--- start Available data ---

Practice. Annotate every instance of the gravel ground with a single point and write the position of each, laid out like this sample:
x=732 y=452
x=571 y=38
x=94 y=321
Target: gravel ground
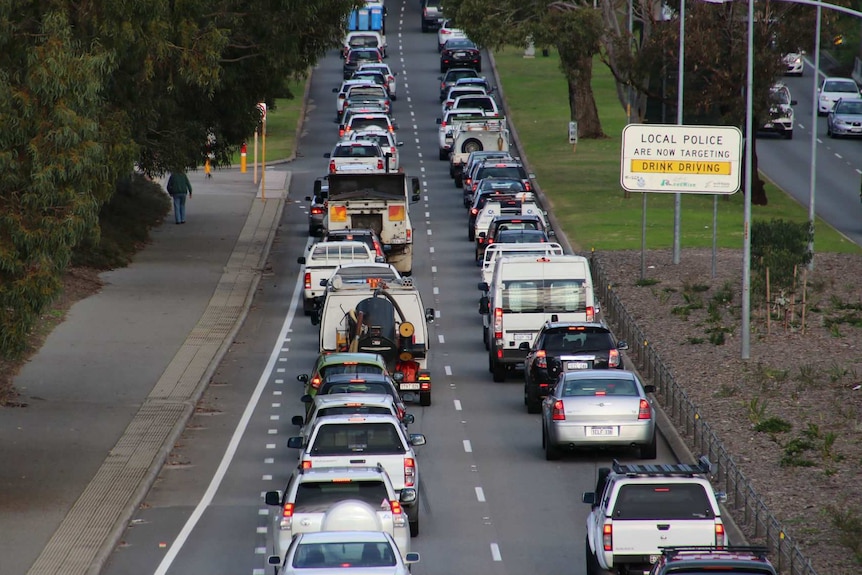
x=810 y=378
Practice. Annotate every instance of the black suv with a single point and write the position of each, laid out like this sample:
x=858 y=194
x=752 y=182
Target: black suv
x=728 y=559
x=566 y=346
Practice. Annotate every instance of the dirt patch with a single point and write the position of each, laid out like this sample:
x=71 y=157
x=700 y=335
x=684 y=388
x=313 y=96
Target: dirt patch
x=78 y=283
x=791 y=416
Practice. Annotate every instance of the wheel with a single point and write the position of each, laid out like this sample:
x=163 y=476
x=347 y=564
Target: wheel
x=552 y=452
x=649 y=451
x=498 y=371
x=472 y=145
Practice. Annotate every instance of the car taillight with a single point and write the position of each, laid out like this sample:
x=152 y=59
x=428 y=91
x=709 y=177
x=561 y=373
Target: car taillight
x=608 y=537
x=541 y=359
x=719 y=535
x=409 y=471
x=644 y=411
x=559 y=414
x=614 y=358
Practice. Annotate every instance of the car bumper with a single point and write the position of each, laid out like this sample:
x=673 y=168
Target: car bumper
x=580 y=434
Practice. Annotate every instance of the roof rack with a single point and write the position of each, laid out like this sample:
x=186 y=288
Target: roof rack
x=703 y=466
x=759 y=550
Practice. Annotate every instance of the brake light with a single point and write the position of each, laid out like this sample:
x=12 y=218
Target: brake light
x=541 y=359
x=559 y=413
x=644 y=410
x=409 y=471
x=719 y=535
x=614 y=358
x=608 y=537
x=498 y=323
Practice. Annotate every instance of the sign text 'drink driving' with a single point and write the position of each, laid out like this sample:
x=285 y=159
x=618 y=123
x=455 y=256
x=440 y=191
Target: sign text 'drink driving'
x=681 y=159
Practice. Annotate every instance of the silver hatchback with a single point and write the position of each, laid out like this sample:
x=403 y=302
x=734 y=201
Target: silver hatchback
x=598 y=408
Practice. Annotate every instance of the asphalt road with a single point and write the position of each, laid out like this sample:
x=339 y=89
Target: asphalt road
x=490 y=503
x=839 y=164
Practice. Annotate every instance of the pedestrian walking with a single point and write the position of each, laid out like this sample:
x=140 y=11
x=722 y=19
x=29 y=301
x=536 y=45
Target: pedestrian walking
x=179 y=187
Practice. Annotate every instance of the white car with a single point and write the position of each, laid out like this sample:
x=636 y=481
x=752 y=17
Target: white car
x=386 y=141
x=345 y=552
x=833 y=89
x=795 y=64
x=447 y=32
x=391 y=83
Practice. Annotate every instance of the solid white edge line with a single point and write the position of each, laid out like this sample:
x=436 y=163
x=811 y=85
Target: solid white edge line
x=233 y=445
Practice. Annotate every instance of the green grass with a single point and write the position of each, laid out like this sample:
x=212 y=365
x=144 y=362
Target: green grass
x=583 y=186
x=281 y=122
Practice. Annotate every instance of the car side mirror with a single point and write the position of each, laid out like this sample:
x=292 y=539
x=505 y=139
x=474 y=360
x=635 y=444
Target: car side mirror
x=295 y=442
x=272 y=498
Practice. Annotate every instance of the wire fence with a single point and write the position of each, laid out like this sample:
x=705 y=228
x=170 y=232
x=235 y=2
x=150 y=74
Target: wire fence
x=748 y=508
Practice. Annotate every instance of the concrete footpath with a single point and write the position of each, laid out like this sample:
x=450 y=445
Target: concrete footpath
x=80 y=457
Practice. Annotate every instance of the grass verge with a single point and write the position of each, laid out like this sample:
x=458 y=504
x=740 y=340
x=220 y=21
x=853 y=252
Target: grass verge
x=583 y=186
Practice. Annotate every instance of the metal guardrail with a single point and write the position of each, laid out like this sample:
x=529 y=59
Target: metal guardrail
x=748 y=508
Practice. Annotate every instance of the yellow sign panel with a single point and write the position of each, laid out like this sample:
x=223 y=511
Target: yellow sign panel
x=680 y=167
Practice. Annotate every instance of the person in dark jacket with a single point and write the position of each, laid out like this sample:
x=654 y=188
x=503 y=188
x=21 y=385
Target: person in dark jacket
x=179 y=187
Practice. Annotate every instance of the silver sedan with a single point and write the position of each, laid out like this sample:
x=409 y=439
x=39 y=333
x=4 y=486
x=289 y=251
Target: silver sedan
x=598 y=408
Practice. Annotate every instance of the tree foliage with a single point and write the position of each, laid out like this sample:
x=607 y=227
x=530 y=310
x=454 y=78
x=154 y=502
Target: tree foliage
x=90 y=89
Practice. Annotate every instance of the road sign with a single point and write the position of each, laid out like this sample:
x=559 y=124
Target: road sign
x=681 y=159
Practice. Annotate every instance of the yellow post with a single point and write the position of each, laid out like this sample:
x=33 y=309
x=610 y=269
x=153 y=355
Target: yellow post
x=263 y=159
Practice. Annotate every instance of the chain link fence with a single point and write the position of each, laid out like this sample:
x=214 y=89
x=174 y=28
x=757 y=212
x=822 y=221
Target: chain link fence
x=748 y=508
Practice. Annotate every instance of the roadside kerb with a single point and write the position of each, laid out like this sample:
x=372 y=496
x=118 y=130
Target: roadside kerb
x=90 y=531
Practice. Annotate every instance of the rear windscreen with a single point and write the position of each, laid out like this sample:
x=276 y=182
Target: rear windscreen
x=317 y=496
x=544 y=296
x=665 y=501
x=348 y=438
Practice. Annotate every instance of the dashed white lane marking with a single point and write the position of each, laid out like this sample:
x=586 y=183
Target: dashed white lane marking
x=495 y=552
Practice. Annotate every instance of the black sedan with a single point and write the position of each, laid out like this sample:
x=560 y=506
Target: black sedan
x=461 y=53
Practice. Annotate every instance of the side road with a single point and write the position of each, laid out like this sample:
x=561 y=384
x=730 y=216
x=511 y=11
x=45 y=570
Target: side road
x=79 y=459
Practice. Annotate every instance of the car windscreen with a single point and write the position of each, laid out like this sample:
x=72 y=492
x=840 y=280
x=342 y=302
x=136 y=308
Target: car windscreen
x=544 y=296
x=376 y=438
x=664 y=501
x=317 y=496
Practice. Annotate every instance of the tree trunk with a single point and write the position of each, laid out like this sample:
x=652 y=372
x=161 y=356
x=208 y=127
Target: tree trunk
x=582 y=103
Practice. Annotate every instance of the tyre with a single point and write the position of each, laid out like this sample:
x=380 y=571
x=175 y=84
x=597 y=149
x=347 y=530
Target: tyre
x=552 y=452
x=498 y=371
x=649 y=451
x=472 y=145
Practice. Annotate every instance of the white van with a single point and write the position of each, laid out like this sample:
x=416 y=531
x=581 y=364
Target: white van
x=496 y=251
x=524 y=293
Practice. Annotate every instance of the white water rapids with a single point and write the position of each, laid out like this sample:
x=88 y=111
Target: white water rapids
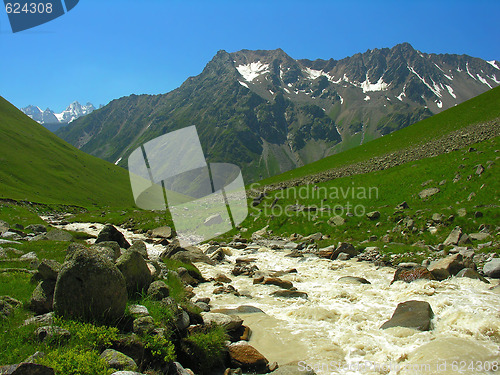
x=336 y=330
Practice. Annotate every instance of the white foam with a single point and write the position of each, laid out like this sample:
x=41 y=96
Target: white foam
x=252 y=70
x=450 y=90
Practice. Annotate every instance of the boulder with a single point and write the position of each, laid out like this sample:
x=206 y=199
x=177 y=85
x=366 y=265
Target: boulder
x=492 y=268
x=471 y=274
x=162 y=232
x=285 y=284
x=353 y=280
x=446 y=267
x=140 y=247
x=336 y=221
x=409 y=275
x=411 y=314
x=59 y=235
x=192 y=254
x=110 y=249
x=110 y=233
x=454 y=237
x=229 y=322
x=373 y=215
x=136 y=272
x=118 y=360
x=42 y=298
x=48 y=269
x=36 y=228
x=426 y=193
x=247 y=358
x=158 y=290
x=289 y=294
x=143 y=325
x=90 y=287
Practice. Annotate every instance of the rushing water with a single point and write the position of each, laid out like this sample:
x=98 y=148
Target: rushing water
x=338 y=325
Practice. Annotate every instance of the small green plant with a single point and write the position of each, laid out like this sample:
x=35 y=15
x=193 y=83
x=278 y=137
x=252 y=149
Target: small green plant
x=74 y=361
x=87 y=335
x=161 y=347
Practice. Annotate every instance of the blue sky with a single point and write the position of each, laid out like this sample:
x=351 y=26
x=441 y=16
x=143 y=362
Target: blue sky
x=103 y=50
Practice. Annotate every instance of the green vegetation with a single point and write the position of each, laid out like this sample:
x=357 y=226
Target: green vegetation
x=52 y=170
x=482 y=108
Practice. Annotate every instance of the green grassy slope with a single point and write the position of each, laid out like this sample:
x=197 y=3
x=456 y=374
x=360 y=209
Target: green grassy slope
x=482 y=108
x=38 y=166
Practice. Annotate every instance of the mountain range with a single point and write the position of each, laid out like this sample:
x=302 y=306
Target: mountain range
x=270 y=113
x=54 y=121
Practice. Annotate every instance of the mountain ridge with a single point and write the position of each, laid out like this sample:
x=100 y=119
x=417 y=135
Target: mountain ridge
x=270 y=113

--- end Available data ---

### Stated exercise
Only the lines from the one containing "Practice. Annotate every instance of the green grassy" to the end of the listing belong in the output, each reproduced exactly.

### Correct result
Practice. Annotate every instance of the green grassy slope with a single point and write the position of each, laid out like this sample:
x=197 y=3
x=456 y=374
x=360 y=209
Target: green grassy slope
x=482 y=108
x=38 y=166
Practice. Annotate every instance of the mountain range with a single point and write the position of each, laid out like this sample:
x=302 y=306
Target: mountain range
x=270 y=113
x=54 y=121
Practice. Annotate every instance of the mountain ridge with a single point and write the position of each, laid out like this sample:
x=100 y=119
x=417 y=135
Target: mountain ridge
x=270 y=113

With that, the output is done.